- _YOUR OBJECTIVE_: Which lines in the records below contain the string "small", matching case exactly? Gather and copy each of those lines.

BEGIN RECORD EXTRACTS

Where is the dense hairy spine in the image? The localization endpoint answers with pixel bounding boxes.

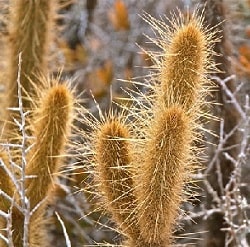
[26,85,73,208]
[136,106,192,246]
[4,0,56,141]
[94,117,139,239]
[26,85,73,247]
[135,13,213,247]
[153,14,213,111]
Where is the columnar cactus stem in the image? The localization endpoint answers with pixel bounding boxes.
[94,116,139,239]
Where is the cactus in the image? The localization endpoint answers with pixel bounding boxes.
[0,82,73,247]
[0,0,74,247]
[92,8,216,247]
[3,0,56,142]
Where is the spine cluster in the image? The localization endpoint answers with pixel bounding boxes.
[93,10,213,247]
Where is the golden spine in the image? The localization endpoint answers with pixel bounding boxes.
[94,116,139,239]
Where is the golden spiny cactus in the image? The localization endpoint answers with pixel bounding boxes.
[0,82,73,247]
[94,116,139,238]
[93,8,216,247]
[3,0,56,142]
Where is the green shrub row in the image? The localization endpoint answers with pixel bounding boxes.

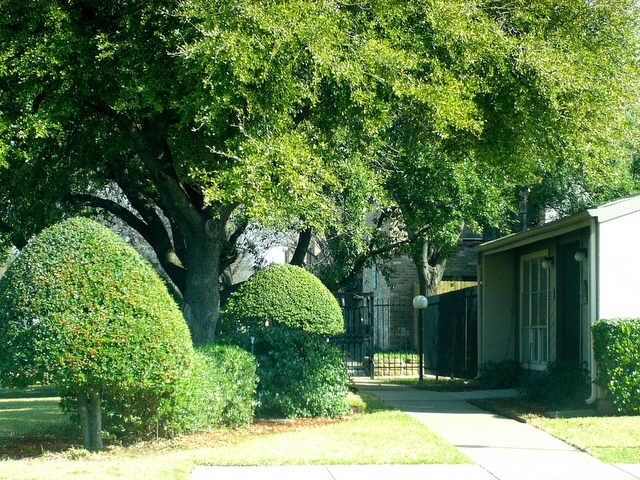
[593,318,640,415]
[0,218,257,449]
[228,326,349,418]
[221,265,348,417]
[520,362,590,408]
[159,345,258,436]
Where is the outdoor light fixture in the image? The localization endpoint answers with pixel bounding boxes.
[573,248,587,263]
[413,295,429,310]
[413,295,429,382]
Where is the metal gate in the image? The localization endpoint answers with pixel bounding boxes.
[424,287,478,378]
[333,287,477,378]
[333,294,374,376]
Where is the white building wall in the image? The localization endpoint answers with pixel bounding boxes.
[598,212,640,319]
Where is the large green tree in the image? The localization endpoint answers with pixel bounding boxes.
[0,0,380,342]
[0,0,638,341]
[312,0,640,293]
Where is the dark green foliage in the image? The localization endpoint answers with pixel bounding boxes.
[161,345,258,436]
[230,326,349,417]
[222,265,348,417]
[480,360,522,388]
[593,318,640,415]
[520,363,589,407]
[0,218,193,442]
[222,265,344,335]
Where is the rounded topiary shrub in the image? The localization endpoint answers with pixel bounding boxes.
[221,265,348,417]
[222,265,344,335]
[0,218,193,449]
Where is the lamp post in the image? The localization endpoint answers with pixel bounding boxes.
[413,295,429,383]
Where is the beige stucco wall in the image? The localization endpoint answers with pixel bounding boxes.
[478,252,517,367]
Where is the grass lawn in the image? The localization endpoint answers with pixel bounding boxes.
[472,400,640,463]
[0,395,470,479]
[528,416,640,463]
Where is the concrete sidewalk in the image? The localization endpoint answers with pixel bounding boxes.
[357,379,640,480]
[193,378,640,480]
[192,465,495,480]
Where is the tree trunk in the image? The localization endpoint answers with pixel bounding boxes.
[289,228,312,267]
[78,390,104,452]
[183,228,221,344]
[413,237,447,297]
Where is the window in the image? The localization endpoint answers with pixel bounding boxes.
[520,251,553,368]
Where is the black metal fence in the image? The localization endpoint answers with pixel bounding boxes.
[334,288,477,377]
[424,287,478,378]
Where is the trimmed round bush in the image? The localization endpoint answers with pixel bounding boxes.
[160,345,258,436]
[221,265,348,417]
[223,265,344,335]
[0,218,193,449]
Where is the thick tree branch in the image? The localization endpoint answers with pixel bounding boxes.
[69,193,150,239]
[289,228,313,267]
[70,192,185,292]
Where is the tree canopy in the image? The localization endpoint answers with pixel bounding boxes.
[0,0,639,341]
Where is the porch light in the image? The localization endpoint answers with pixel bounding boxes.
[573,248,587,263]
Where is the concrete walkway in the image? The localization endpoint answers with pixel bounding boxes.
[358,379,640,480]
[193,378,640,480]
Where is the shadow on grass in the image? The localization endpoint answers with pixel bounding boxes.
[0,385,79,459]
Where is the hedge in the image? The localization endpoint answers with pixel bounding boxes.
[221,265,348,417]
[160,345,258,436]
[0,218,193,449]
[593,318,640,415]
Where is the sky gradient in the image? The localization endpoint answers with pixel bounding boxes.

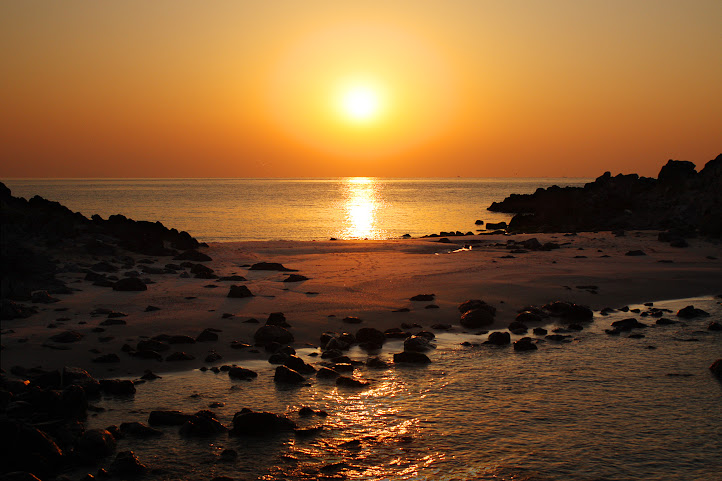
[0,0,722,178]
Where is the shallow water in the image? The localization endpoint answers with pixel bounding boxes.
[74,298,722,481]
[4,177,589,242]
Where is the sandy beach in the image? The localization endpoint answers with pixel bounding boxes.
[2,231,722,378]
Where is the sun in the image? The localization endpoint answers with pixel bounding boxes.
[340,85,381,122]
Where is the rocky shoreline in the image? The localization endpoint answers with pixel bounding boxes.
[488,154,722,238]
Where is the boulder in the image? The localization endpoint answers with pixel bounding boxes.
[248,262,297,272]
[460,308,494,329]
[514,337,538,351]
[228,284,253,299]
[120,422,163,438]
[266,312,291,327]
[677,306,709,319]
[228,366,258,380]
[110,451,148,477]
[394,351,431,364]
[78,429,116,458]
[148,411,192,426]
[113,277,148,292]
[404,336,434,352]
[356,327,386,346]
[487,331,511,346]
[253,326,293,344]
[273,366,306,384]
[230,410,296,436]
[173,249,213,262]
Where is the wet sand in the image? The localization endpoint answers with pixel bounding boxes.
[1,231,722,378]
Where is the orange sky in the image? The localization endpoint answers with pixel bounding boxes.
[0,0,722,178]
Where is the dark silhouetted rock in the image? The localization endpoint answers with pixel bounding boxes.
[148,411,192,426]
[253,326,293,344]
[110,451,148,476]
[283,274,308,282]
[273,366,306,384]
[113,277,148,292]
[409,294,436,302]
[488,331,511,346]
[677,306,709,319]
[230,410,296,436]
[249,262,297,272]
[228,366,258,380]
[394,351,431,364]
[173,249,213,262]
[228,284,253,299]
[336,376,369,387]
[514,337,538,351]
[50,331,83,343]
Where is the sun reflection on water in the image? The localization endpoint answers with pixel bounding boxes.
[339,177,387,239]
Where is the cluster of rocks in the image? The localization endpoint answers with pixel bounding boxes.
[487,154,722,235]
[0,366,147,479]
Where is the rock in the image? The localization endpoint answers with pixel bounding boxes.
[266,312,291,327]
[113,277,148,291]
[356,327,386,346]
[204,351,223,363]
[316,367,340,379]
[120,422,163,438]
[515,311,543,324]
[283,355,316,374]
[460,308,494,329]
[273,366,306,384]
[409,294,436,302]
[173,249,213,262]
[283,274,308,282]
[110,451,148,476]
[50,331,83,343]
[99,379,135,396]
[677,306,709,319]
[709,359,722,380]
[459,299,496,316]
[180,411,228,437]
[612,317,647,331]
[336,376,369,387]
[404,336,434,352]
[394,351,431,364]
[228,366,258,380]
[78,429,116,458]
[148,411,192,426]
[253,326,293,344]
[165,351,196,362]
[249,262,297,272]
[196,329,218,342]
[543,301,594,322]
[488,331,511,346]
[92,353,120,364]
[228,284,254,299]
[230,410,296,436]
[514,337,538,351]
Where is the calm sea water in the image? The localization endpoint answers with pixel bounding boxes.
[78,299,722,481]
[4,177,590,241]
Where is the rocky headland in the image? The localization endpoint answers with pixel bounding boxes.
[488,154,722,237]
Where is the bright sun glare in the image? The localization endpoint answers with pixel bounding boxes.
[341,86,380,122]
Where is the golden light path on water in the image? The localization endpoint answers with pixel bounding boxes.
[339,177,388,239]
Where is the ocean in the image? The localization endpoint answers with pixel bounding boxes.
[3,177,592,242]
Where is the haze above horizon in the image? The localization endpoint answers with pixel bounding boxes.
[0,0,722,178]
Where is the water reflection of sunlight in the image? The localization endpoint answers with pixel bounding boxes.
[340,177,386,239]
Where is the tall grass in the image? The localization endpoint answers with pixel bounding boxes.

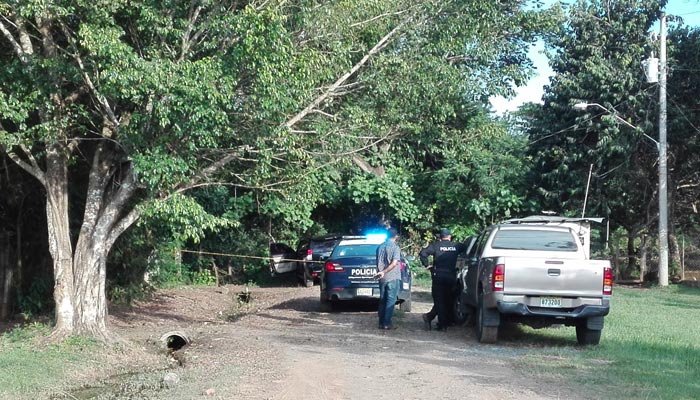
[518,286,700,399]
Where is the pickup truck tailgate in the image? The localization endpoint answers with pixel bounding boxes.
[498,257,610,297]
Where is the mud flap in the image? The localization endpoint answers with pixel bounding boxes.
[586,317,605,331]
[483,308,501,326]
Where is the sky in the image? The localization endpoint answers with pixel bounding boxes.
[491,0,700,114]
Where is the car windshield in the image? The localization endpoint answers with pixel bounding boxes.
[331,244,379,258]
[491,229,578,252]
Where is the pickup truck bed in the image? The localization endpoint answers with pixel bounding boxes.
[457,217,612,345]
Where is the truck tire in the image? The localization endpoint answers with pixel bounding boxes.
[576,319,603,346]
[476,292,498,343]
[319,292,333,312]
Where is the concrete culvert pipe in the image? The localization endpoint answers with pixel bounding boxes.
[160,331,191,351]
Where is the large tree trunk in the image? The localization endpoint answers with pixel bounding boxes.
[35,144,139,340]
[44,144,76,337]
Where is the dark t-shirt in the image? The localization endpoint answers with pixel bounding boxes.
[420,240,467,281]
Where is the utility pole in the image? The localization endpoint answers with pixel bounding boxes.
[659,13,668,287]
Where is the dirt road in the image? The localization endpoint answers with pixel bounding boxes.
[61,286,592,400]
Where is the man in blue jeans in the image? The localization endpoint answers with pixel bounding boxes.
[377,229,401,329]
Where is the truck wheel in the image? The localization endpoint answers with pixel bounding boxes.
[476,292,498,343]
[576,319,603,346]
[399,295,411,312]
[319,292,333,312]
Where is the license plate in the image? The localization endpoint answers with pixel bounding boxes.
[540,297,561,307]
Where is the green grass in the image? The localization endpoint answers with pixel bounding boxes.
[506,286,700,399]
[0,324,98,399]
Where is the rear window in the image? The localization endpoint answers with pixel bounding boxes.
[491,229,578,252]
[331,244,379,258]
[311,240,338,253]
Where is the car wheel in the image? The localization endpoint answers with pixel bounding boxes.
[319,292,333,312]
[399,295,411,312]
[476,292,498,343]
[576,319,603,346]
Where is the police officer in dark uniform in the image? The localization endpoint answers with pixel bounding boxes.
[420,228,466,331]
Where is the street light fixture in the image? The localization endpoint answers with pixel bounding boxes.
[573,103,668,286]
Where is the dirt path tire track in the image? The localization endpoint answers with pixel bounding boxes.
[97,286,594,400]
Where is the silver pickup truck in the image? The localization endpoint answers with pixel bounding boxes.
[455,216,613,345]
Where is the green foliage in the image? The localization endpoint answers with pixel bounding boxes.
[143,195,236,243]
[528,0,664,230]
[190,269,216,286]
[0,0,553,297]
[107,282,155,306]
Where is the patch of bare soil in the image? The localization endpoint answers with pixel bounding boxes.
[51,286,590,400]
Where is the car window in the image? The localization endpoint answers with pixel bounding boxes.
[270,243,294,254]
[491,229,578,252]
[469,230,491,257]
[331,244,379,258]
[311,240,338,253]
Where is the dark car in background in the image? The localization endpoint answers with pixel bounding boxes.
[320,235,412,312]
[270,234,343,287]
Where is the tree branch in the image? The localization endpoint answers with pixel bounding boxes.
[282,19,409,129]
[177,6,202,62]
[59,22,119,128]
[2,145,46,187]
[0,17,28,64]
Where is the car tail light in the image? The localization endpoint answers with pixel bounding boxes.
[326,261,345,272]
[603,267,613,296]
[491,264,506,292]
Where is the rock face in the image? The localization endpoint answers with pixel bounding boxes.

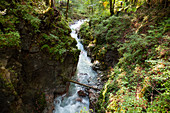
[0,8,79,113]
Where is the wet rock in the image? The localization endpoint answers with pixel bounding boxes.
[76,98,82,102]
[77,90,87,97]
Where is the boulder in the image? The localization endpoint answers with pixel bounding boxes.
[77,90,87,97]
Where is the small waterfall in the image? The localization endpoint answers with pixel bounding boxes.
[54,20,97,113]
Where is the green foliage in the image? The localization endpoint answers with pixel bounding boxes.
[0,32,20,48]
[80,5,170,113]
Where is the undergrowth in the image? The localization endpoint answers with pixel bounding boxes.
[80,5,170,113]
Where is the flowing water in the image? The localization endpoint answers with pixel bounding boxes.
[54,21,97,113]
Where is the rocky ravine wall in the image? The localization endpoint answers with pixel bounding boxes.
[0,8,79,113]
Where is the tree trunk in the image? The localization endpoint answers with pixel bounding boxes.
[109,0,114,16]
[66,0,69,19]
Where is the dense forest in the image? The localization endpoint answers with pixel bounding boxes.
[0,0,170,113]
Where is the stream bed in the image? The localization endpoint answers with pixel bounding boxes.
[54,20,97,113]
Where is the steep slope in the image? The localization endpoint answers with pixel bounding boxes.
[0,0,79,113]
[79,6,170,113]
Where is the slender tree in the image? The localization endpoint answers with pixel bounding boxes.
[66,0,69,19]
[109,0,114,16]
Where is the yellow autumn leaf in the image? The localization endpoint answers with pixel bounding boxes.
[103,1,109,8]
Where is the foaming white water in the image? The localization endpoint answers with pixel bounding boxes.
[54,20,97,113]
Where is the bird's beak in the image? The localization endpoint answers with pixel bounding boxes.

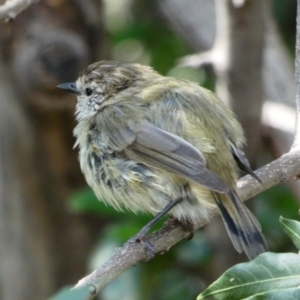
[56,82,79,94]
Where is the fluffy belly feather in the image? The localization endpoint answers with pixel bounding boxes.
[80,147,215,223]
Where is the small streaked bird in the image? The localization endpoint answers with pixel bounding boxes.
[58,61,267,259]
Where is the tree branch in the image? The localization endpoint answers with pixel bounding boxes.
[0,0,39,20]
[75,149,300,299]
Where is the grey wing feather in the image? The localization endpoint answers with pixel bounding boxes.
[106,123,228,193]
[230,143,261,183]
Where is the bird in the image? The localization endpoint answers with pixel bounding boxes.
[58,61,267,259]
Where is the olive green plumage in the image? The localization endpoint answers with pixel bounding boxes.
[61,61,266,258]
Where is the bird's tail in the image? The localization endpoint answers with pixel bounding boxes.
[214,190,267,259]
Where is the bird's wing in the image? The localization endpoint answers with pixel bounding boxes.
[104,122,229,193]
[230,143,261,183]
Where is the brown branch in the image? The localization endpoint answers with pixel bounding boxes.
[75,150,300,299]
[0,0,39,20]
[70,0,300,299]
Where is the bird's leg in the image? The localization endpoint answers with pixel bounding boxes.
[167,217,195,241]
[131,198,183,262]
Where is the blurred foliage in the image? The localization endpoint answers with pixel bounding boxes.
[49,0,298,300]
[197,217,300,300]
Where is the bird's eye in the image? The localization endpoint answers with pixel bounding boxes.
[85,88,93,96]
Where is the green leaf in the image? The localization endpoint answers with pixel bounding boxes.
[247,287,300,300]
[197,252,300,300]
[48,286,91,300]
[279,217,300,250]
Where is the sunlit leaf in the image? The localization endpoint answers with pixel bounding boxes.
[247,287,300,300]
[197,252,300,300]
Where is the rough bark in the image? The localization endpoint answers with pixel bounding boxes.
[0,1,106,300]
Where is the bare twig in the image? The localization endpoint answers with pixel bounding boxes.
[0,0,39,20]
[75,151,300,299]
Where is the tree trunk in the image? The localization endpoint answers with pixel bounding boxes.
[0,0,106,300]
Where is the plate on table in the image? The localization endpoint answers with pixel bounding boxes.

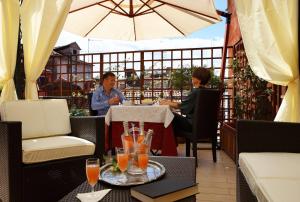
[100,160,166,186]
[141,99,154,105]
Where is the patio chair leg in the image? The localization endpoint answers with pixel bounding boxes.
[192,141,198,167]
[211,137,217,162]
[185,138,191,156]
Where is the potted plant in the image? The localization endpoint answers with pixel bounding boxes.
[171,66,221,90]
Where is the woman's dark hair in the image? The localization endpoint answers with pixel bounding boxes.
[192,67,210,85]
[103,72,116,80]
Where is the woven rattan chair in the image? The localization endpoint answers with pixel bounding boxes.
[178,89,220,165]
[236,120,300,202]
[0,100,104,202]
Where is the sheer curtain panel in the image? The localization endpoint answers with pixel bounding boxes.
[21,0,72,99]
[0,0,20,104]
[235,0,300,122]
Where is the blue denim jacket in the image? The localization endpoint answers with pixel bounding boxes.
[91,86,125,115]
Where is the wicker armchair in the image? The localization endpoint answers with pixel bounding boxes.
[236,120,300,202]
[0,100,104,202]
[178,88,220,165]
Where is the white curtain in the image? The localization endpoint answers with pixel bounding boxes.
[235,0,300,122]
[21,0,72,99]
[0,0,20,104]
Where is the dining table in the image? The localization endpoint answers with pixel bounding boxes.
[105,104,177,156]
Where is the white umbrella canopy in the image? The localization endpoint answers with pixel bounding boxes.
[64,0,221,41]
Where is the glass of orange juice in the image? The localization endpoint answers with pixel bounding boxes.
[116,147,129,174]
[85,158,100,194]
[138,152,149,172]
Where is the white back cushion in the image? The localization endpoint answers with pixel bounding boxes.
[0,99,71,139]
[41,99,71,136]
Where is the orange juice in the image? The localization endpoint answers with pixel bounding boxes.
[138,154,149,170]
[138,134,145,144]
[117,154,128,172]
[86,165,100,186]
[138,144,148,154]
[124,135,133,151]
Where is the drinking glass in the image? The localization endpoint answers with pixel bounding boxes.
[116,147,128,174]
[138,153,149,172]
[85,158,100,194]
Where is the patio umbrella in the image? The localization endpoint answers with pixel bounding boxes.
[64,0,221,41]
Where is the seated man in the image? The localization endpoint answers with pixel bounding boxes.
[91,72,125,115]
[159,67,211,136]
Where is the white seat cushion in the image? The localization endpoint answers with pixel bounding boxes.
[0,99,71,139]
[256,178,300,202]
[22,136,95,164]
[239,153,300,200]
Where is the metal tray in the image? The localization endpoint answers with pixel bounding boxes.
[100,160,166,186]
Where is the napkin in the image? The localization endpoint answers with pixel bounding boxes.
[76,189,111,202]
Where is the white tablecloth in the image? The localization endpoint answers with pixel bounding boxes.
[105,105,174,128]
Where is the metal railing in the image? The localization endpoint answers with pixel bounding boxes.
[38,47,233,122]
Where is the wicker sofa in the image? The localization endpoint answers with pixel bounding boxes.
[237,120,300,202]
[0,99,104,202]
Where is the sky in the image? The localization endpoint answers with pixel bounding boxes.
[56,0,227,53]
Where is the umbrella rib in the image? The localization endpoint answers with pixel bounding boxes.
[69,0,109,13]
[155,0,219,20]
[98,4,128,16]
[134,0,151,15]
[139,0,185,36]
[136,4,163,16]
[84,0,124,37]
[110,0,129,15]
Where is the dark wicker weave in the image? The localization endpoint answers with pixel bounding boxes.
[237,120,300,202]
[178,88,220,165]
[0,117,104,202]
[60,157,196,202]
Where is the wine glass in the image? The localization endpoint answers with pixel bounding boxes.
[85,158,100,194]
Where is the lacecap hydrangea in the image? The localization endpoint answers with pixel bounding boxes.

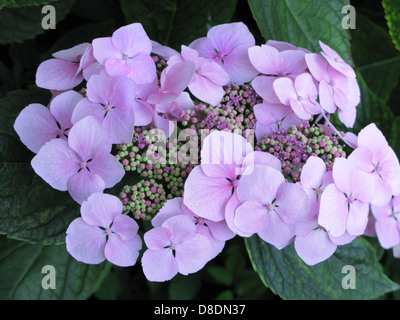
[14,22,400,281]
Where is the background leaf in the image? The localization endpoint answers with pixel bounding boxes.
[0,237,111,300]
[0,0,75,44]
[382,0,400,50]
[249,0,351,62]
[120,0,237,50]
[246,235,399,300]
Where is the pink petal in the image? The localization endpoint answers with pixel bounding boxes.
[294,229,337,266]
[151,197,189,227]
[188,74,225,106]
[274,182,313,224]
[81,193,123,229]
[86,74,113,105]
[220,46,258,85]
[128,54,157,84]
[279,50,307,75]
[375,216,400,249]
[112,23,152,57]
[14,103,59,153]
[207,22,255,54]
[300,156,326,189]
[248,45,282,75]
[67,169,105,204]
[175,233,212,275]
[201,131,253,181]
[68,116,111,161]
[36,59,83,90]
[31,139,80,191]
[53,42,90,62]
[305,53,331,83]
[273,77,297,105]
[104,233,142,267]
[319,80,336,113]
[103,107,135,144]
[319,41,356,78]
[233,200,269,234]
[347,201,369,236]
[144,227,171,250]
[92,37,122,65]
[183,166,232,221]
[50,90,83,130]
[237,165,285,205]
[251,76,281,104]
[318,183,348,237]
[257,210,295,250]
[380,147,400,196]
[65,218,106,264]
[142,248,178,282]
[358,123,389,159]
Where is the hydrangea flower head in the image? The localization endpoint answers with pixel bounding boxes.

END RECORD EXTRACTS

- _ANSWER IN FULL_:
Where is the small waterfall in the image? The localization endpoint answers with pixel bounding boxes.
Where is the small streaked bird in the image? The localization endpoint answers with pixel bounding boxes.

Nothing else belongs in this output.